What the exercise asks = Restate each entry shown beneath this instruction, keeping its wording intact.
************
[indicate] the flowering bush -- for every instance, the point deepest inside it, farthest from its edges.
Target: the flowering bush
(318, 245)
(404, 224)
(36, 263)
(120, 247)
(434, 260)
************
Reply =
[indicate] the flowering bush -- for every instance, the point deepest inside it, farthest from its edges.
Target: the flowering bush
(318, 245)
(404, 224)
(36, 263)
(120, 247)
(434, 260)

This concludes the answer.